O que se pede:
A: Na reportagem sobre a demarcação das terras indígenas, qual prazo as lideranças deram aos governos para resolverem as demandas represadas?
B: Prossiga com a reportagem sobre a demarcação das terras indígenas a partir da última frase apresentada.

Reportagem:
....

A proposta apresentada pelo governo federal previa a criação de um grupo de diálogo composto por 06 representantes indígenas, produtores, autoridades federais e estaduais e Conselho Nacional de Justiça, objetivando discutir a demarcação das terras indígenas.

Além disso, as lideranças estabeleceram o prazo de um mês para que os governos assumam suas responsabilidades e resolvam as demandas represadas na Funai, Incra, Ministério da Justiça, Presidência da República e Governo do Estado do Ri o Grande do Sul, no que se refere às demarcações das terras indígenas, a titulação dos territórios quilombolas e o pagamento das indenizações aos agricultores. A espera pelo cumprimento das últimas promessas feitas por autoridades estaduais e federais passa de 90 dias. Na foto ao lado, acampamento Guarani, tekoha Mato Preto.

A reunião foi realizada após o fatídico episódio ocorrido em frente ao Palácio Piratini, na última sexta-feira, 30 de agosto, quando indígenas e quilombolas foram atacados pela Tropa de Choque da Brigada Militar. As lideranças apenas reivindicavam um posicionamento do Governo do Estado quanto aos encaminhamentos e promessas de que constituiria grupos de trabalhos para buscar soluções aos impasses em torno da demarcação e titulação de suas terras. A reunião, portanto, tomou caráter de uma síntese do conflito e na ausência de uma resposta concreta por parte dos governos Federal e Estadual, os líderes indígenas exigiram a presença do MPF, da Funai, do Incra e do Ministério da Justiça.

....

Registros de apontamento de objetos nomeados:
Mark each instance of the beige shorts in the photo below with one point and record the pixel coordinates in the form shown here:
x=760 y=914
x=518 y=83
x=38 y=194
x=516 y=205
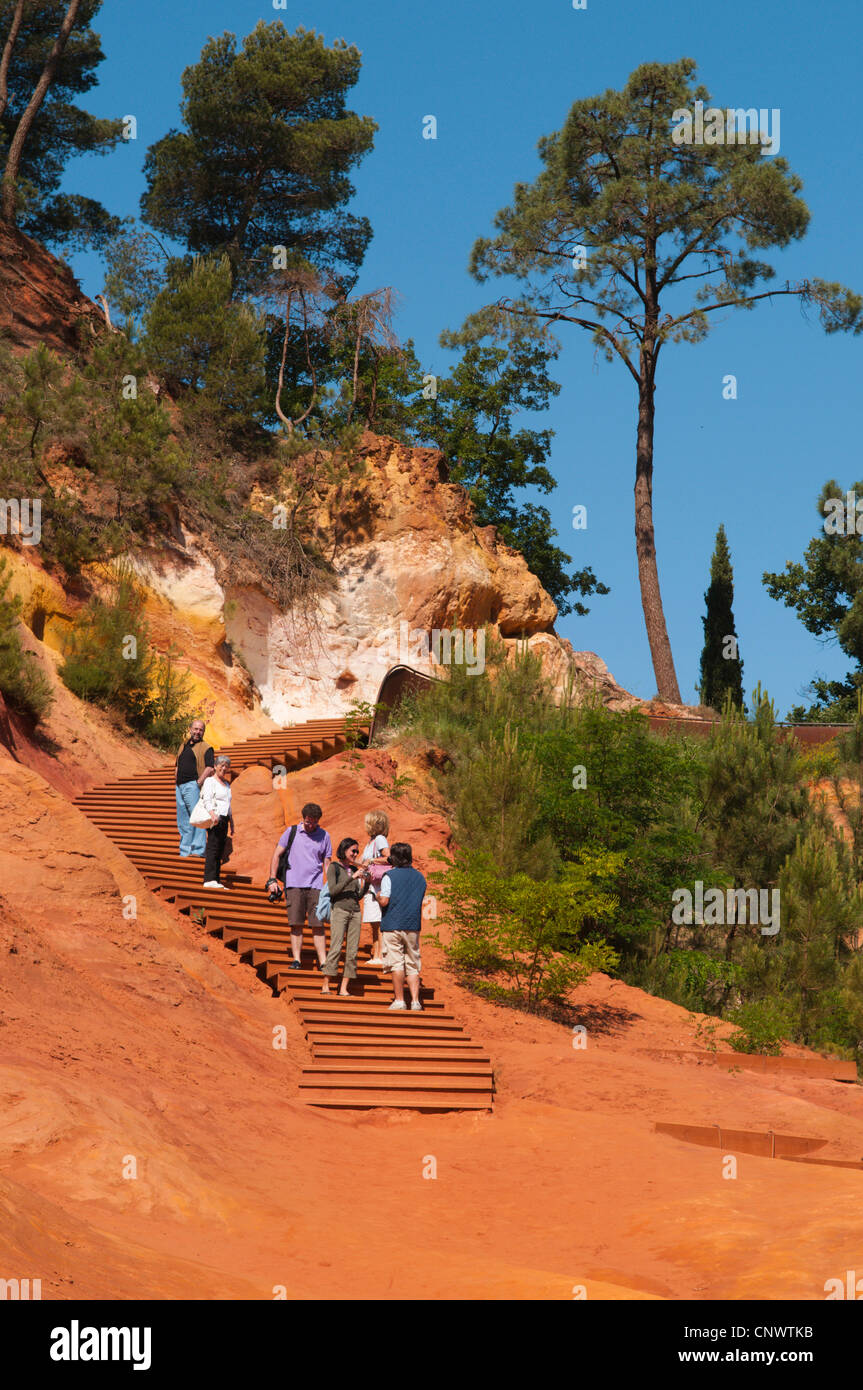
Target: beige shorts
x=402 y=951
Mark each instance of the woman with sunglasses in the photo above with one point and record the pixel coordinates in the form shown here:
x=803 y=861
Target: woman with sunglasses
x=346 y=880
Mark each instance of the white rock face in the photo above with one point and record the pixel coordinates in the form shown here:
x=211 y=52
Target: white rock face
x=416 y=584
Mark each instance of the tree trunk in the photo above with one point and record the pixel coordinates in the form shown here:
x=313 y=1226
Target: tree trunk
x=648 y=573
x=13 y=163
x=7 y=54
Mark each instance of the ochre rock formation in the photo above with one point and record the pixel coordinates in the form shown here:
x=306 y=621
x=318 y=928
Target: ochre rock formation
x=154 y=1143
x=40 y=300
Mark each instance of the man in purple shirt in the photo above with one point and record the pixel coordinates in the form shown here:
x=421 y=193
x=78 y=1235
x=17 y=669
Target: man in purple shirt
x=309 y=854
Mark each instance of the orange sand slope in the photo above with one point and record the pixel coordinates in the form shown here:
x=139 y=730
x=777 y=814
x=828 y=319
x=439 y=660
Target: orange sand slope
x=153 y=1141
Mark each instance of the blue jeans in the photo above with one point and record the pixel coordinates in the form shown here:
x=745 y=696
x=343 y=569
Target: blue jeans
x=192 y=838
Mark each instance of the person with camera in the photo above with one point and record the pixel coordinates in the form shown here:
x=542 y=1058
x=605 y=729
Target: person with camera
x=216 y=795
x=306 y=849
x=346 y=880
x=400 y=897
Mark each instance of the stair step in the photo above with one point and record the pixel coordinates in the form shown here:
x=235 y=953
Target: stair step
x=395 y=1082
x=363 y=1055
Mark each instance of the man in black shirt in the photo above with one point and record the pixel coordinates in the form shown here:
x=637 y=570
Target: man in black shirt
x=192 y=762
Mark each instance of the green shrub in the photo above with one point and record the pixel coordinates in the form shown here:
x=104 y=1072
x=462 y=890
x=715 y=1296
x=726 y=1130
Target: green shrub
x=21 y=683
x=762 y=1025
x=109 y=662
x=519 y=936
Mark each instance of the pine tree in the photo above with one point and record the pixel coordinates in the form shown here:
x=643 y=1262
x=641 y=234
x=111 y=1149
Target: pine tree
x=721 y=667
x=50 y=54
x=264 y=154
x=623 y=214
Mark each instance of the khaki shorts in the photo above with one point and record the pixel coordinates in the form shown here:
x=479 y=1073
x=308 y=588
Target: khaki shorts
x=300 y=902
x=402 y=951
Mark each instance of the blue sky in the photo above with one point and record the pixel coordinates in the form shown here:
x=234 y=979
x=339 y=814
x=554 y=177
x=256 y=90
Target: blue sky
x=498 y=75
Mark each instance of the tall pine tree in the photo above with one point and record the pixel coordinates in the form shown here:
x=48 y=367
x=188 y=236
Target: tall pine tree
x=49 y=56
x=721 y=666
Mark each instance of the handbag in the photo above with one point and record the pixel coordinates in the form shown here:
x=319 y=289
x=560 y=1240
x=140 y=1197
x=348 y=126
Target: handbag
x=200 y=816
x=284 y=861
x=324 y=905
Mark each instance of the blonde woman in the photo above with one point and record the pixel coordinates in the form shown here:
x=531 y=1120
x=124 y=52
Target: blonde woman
x=375 y=855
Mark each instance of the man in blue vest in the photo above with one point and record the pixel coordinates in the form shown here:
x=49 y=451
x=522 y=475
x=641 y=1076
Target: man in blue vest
x=400 y=897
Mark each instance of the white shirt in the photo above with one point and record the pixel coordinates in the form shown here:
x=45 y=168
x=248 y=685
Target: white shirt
x=375 y=848
x=216 y=797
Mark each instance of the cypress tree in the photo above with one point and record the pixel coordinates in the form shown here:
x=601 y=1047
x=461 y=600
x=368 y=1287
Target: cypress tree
x=721 y=666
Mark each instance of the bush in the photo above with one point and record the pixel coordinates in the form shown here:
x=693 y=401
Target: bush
x=516 y=938
x=21 y=683
x=109 y=663
x=762 y=1027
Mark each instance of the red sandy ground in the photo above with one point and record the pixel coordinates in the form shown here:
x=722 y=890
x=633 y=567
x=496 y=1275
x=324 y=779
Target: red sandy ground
x=141 y=1037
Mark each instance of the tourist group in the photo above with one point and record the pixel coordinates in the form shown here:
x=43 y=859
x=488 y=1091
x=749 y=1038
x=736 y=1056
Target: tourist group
x=378 y=886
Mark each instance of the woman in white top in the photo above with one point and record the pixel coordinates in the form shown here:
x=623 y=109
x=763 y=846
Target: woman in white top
x=375 y=852
x=216 y=795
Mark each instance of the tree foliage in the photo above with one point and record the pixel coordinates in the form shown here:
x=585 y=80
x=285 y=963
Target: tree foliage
x=721 y=669
x=22 y=684
x=516 y=940
x=60 y=129
x=264 y=156
x=109 y=662
x=826 y=591
x=471 y=423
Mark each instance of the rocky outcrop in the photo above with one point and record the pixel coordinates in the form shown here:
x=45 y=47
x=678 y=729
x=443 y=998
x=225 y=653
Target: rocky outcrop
x=409 y=567
x=40 y=300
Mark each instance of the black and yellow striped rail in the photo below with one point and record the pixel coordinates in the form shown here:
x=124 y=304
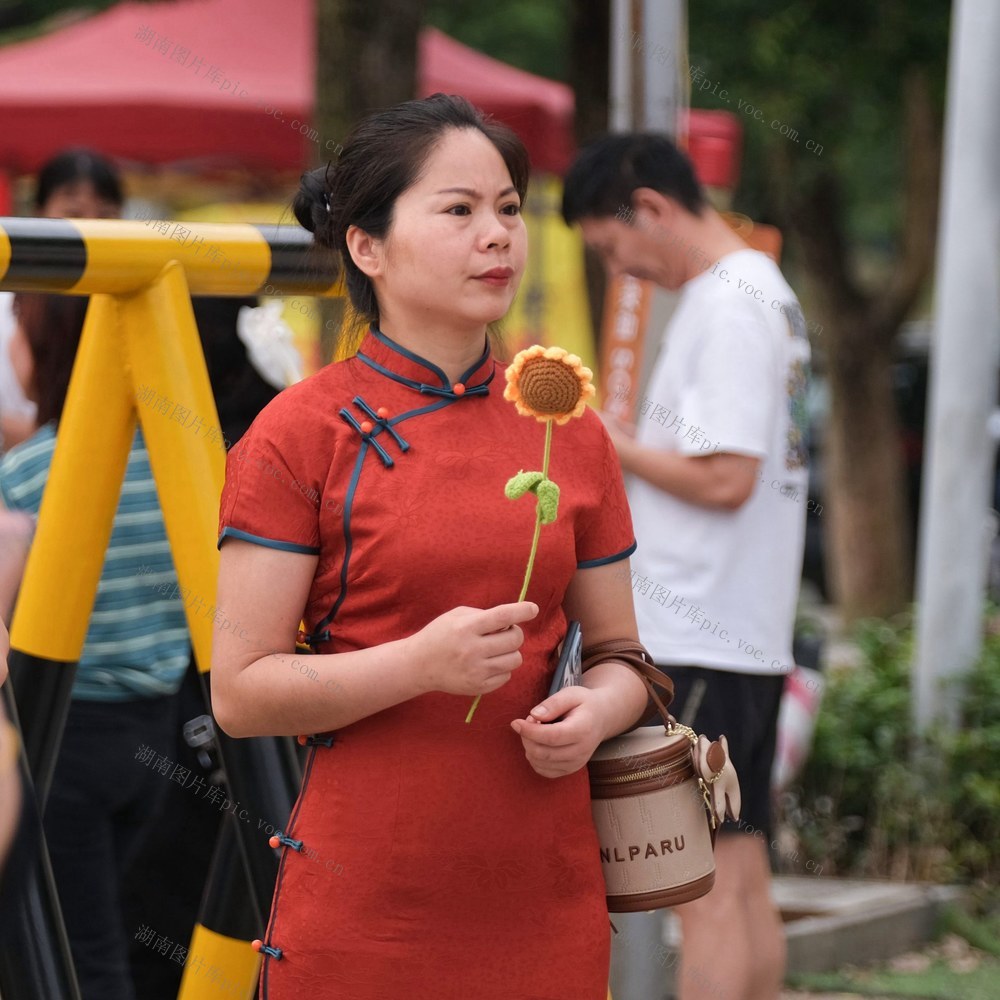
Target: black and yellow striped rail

....

Respostas do exercício:
A: Um mês.

B:
Na reunião ocorrida no MPF, o procurador Regional da República, Dr. Domingos Sávio Dresch da Silveira, abriu os trabalhos e passou a palavra para Ricardo Zamora. O Chefe de Gabinete do Governador Tarso Genro repudiou a presença de representantes do Gapin, do Cimi e do Caik naquela reunião, em função da divulgação de notas onde as entidades denunciam as ações anti-indígenas do governo do Estado do Rio Grande do Sul. Os representantes do governo do Estado do Rio Grande do Sul alegam não ter qualquer responsabilidade frente às demandas indígenas, que pretendem apenas auxiliar e intermediar os conflitos. Mas se as lideranças decidirem que o governo deva sair das negociações eles o farão.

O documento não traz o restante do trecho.